# d-link airplus g dwl-g510 wireless pci adapter



## LogHead (Oct 23, 2015)

d-link airplus g dwl-g510 wireless pci adapter(rev.c) FOR windows 10 offline installer or driver as I can not find anywhere on internet just wondering if anybody could HELP plz


----------



## Macboatmaster (Jan 15, 2010)

You have no chance of finding drivers - provided by DLink for that
The last driver issued was as shown below
S0038 drivers v5.20 revision
09/09/2009
The product is phased out and was originally windows 98 time period
http://www.dlink.com/uk/en/support/product/dwl-g510-54mbps-wireless-g-lan-pci-card?revision=deu_revc

The ONLY chance you have is either that windows 10 will install a generic driver OR I think the device uses the Ralink 2500 chip
http://ralink.rapla.net/

In which case you will just have to browse to try and find a driver for the RT2500 chipset
I have looked for you and cannot find one for later than 7
Is it 64 bit

Luckily of course these days a usb wireless adapter - compatible for 10 is so cheap that the effort to find the one for your PCI card is hardly worth while

It MAYBE worthwhile trying see screenshot
Control Panel
device manager
right click
update driver
browse my computer
let me pick from a list
uncheck - show compatible hardware
try the offered Ralink - starting with any offering for the 2500


----------

§ TASK SET
A – In the forum thread, which driver is named as the last one issued for the adapter?
B – State how many lines of the listing contain the string "replies", giving only the number.
The forum thread bears no relation to the listing.

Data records
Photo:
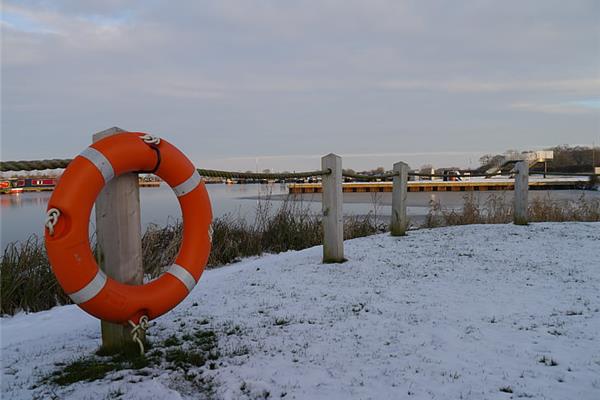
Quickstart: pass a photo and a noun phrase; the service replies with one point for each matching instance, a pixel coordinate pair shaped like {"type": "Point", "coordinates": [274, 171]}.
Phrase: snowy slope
{"type": "Point", "coordinates": [448, 313]}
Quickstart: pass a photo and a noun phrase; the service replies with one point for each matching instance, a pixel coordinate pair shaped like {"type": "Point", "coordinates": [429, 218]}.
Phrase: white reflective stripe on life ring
{"type": "Point", "coordinates": [183, 275]}
{"type": "Point", "coordinates": [90, 290]}
{"type": "Point", "coordinates": [188, 185]}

§ TASK SOLUTIONS
A – S0038 drivers v5.20 revision, dated 09/09/2009.

B – 2